* _STORED DATA_:
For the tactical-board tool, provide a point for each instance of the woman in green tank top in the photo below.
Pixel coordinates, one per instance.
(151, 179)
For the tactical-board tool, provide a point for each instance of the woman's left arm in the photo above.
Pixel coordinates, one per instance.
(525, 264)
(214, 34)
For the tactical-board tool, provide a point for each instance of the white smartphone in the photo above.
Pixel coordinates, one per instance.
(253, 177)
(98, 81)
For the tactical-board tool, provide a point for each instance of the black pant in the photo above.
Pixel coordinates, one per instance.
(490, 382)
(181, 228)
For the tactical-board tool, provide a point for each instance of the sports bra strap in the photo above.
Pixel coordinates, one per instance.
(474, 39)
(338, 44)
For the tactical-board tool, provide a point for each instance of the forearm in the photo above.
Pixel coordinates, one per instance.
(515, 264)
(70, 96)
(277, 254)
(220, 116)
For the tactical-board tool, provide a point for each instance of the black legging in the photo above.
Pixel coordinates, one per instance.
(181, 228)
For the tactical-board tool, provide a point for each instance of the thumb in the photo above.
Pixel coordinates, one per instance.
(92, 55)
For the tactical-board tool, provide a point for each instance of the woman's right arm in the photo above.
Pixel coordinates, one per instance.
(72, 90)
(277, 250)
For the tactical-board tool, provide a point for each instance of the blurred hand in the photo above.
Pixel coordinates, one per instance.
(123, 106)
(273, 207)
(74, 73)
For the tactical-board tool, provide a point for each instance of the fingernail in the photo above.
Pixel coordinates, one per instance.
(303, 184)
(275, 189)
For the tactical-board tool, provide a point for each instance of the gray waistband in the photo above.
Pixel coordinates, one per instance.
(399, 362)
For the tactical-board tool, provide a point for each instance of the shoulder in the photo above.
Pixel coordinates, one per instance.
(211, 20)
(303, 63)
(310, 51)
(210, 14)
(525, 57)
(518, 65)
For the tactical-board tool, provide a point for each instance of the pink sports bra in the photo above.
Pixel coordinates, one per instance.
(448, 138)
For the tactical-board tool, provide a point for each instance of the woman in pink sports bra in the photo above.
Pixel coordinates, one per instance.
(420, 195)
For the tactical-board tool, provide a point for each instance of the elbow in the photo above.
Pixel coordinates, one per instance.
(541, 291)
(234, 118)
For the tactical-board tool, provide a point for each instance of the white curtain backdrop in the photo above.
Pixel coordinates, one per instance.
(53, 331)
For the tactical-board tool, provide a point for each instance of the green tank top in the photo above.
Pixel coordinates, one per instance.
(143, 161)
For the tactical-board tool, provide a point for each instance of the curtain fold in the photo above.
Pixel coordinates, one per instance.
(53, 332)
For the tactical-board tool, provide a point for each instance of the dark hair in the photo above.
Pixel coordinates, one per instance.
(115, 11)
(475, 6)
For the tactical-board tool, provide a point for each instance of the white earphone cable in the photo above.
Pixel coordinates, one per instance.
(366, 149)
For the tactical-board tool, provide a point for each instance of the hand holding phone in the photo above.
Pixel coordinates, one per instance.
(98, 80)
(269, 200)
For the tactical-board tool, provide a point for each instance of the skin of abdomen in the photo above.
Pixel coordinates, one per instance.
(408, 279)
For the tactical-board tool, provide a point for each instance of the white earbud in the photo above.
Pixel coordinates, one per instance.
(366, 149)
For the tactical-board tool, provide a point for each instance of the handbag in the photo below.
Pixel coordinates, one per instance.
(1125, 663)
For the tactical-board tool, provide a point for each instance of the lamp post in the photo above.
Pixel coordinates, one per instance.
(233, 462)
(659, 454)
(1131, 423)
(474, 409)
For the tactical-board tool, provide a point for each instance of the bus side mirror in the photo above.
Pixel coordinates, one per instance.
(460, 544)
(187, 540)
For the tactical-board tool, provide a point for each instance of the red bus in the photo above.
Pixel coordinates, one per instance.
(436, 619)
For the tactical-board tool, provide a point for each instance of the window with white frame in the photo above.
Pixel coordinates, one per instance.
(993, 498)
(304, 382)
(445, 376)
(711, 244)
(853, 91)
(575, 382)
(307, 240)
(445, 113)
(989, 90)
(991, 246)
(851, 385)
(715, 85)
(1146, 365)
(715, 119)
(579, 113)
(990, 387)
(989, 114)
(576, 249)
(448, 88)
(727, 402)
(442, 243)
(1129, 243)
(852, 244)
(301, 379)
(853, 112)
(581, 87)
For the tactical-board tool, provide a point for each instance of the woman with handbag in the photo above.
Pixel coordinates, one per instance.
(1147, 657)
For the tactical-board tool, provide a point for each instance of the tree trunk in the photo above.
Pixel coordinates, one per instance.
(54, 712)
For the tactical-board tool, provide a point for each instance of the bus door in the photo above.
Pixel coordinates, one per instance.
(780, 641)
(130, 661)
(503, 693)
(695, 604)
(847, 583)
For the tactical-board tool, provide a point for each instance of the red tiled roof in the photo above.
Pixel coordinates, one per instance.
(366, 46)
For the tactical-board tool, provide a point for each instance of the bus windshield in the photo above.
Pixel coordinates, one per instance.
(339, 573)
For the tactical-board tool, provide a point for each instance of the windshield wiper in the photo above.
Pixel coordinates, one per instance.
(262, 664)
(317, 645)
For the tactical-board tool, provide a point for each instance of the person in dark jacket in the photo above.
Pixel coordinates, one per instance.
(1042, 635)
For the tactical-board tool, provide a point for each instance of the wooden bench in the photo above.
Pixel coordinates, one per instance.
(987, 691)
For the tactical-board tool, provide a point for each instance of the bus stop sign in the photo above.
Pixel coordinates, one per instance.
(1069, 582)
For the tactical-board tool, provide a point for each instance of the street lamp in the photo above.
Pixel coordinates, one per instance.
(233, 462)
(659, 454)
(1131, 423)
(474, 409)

* _TASK DETAILS_:
Every record, from top to bottom, must be transcribed exactly.

* _RESULT OF THE TASK_:
For the tactical-board tool, provide a point for each instance of the woman in green tank top in the photo below.
Pixel coordinates, one per instance.
(151, 179)
For the tactical-board tool, provide a point for each instance of the woman's left arm in the photo above.
Pixel coordinates, one per instance.
(525, 264)
(214, 34)
For the tactical-board tool, provide a point for each instance of the white smartphone in the photo above.
Pixel coordinates, one per instance.
(253, 177)
(98, 81)
For the tactical-board tool, provide a point for each instance of the black pant in the photo above.
Pixel coordinates, one per instance.
(490, 382)
(181, 228)
For the tactical-board tool, provide a point for each instance of the sports bra strap in the photo above.
Pixel coordinates, one per instance.
(474, 39)
(338, 44)
For the tactical-board tool, provide a point for each instance of the forearm in the photo above.
Pixel coordinates, one per instance.
(515, 264)
(70, 96)
(277, 254)
(220, 116)
For the tactical-board tool, provide a point for each instance of the black legging in the photo above.
Pixel coordinates, one per instance.
(181, 228)
For the tactical-board tool, provide a point for each instance of the thumb in the photo above.
Pixel coordinates, one per instance.
(92, 55)
For the tactical-board tool, provide a point for each instance of the woman's right arm in the photo above.
Pixel coordinates, one per instance.
(72, 90)
(277, 250)
For the tactical-board tool, provide a point for each instance of the blurred hand in the photo above.
Pixel coordinates, one per instance.
(123, 106)
(273, 207)
(74, 73)
For the tactical-board tool, provide a point for each instance of the fingernail in the photo above.
Pixel coordinates, one per instance.
(303, 184)
(275, 189)
For the tactical-board tool, provide a point for each instance of the gray waistband in the photo above.
Pixel coordinates, one per instance.
(399, 362)
For the tactical-board tool, provide a point for each instance of the shoulder in the photo above.
Pixel coordinates, one per instance.
(211, 20)
(303, 63)
(310, 51)
(210, 14)
(525, 57)
(518, 65)
For the tactical-board tool, provide a point for each instance of the pink sports bra in the photo above.
Pixel coordinates, one per instance.
(448, 138)
For the tactical-board tool, provide a point for each instance of the woman in pink sports bra in the photo above.
Pixel coordinates, one per instance.
(420, 195)
For the tactical-board tool, provide a point for each instance of the elbow in the photo above.
Pixel coordinates, one per instance.
(541, 291)
(234, 118)
For the tactical-board tool, provide a point for each instance of the white curtain backdrop in the photo above.
Pixel coordinates, one per instance.
(53, 331)
For the tactical-board tool, provide a point for each instance of the green tank top in the photo above.
Pixel coordinates, one per instance.
(143, 161)
For the tactical-board tool, provide a point for each instance of the curtain fold in the photo above.
Pixel coordinates, one per instance.
(53, 332)
For the tactical-board tool, provide a point for each instance of the dark hair in the photo above.
Pixel coordinates, one per instance.
(115, 11)
(475, 6)
For the tactical-board tool, provide a point for each instance of the white earphone cable in the photo above.
Pixel coordinates, one per instance.
(366, 149)
For the tactical-board tool, provide a point for each instance of the hand holding phone in the photo above.
Pixel coordinates, one per instance.
(98, 80)
(269, 200)
For the tactical-board tool, provide a point for each instance of the skin of abdomen in the photo above.
Pixel coordinates, one per instance.
(408, 279)
For the tactical-board tool, provide a point for each instance of the white earbud in the photo above.
Pixel coordinates, one per instance.
(366, 149)
For the tactical-board tool, provide a point for each instance of the handbag in the photo below.
Pixel coordinates, one per instance.
(1125, 663)
For the tactical-board tool, provide a point for each instance of the lamp post in the photo above.
Pixel coordinates, one per instance.
(233, 462)
(659, 454)
(1131, 423)
(474, 409)
For the tactical-board tool, provide a point for each instance of the bus side mirror in the photo above.
Pixel coordinates, one per instance.
(460, 544)
(187, 540)
For the tactical-board tool, provide a point for each instance of the red bus in the photo above.
Pixel coordinates, one per instance.
(436, 619)
For the tactical-board tool, provide a point for each instance of the window with white frame in the photo above.
Pixel coordinates, one per instance.
(993, 498)
(304, 382)
(445, 376)
(711, 244)
(853, 91)
(575, 382)
(307, 240)
(445, 113)
(989, 90)
(991, 246)
(851, 385)
(715, 85)
(1146, 365)
(715, 119)
(579, 113)
(990, 387)
(989, 114)
(576, 249)
(448, 88)
(727, 402)
(442, 243)
(1129, 243)
(852, 244)
(301, 379)
(853, 112)
(581, 87)
For the tactical-board tool, provide a point for each instance of the woman with handbag in the photo above.
Pixel coordinates, one per instance.
(1147, 657)
For the tactical-board tool, provide a point for each instance of the tree trunk in the photo above.
Pixel coordinates, one per instance.
(54, 712)
For the tactical-board tool, provide a point for each instance of the bus door in the photo above.
Pixel coordinates, one per instance.
(780, 641)
(130, 661)
(503, 693)
(695, 604)
(847, 583)
For the tactical-board tool, provide a point for each instance of the red tiled roof in the photo above.
Pixel coordinates, one per instance.
(366, 46)
For the tactical-board tool, provide a point for each instance of the bus windshield in the photo above.
Pixel coordinates, one per instance.
(339, 573)
For the tactical-board tool, provide a point for each instance of the windshield wiper in the photo above.
Pixel coordinates, one per instance.
(262, 664)
(317, 645)
For the tactical-board tool, provide a point for each instance of the person in dark jacket in the photo above.
Pixel coordinates, one per instance.
(1042, 635)
For the tactical-board tool, provide a point for each instance of the wooden bench in the photo above.
Pixel coordinates, one per instance.
(987, 691)
For the tactical-board tool, provide a point for each instance of the bus stop sign in the photo above.
Pixel coordinates, one per instance.
(1069, 582)
For the tactical-board tool, provide a point for each instance of the street lamp in the photo above.
Pixel coordinates, one per instance.
(233, 462)
(659, 454)
(1131, 423)
(474, 409)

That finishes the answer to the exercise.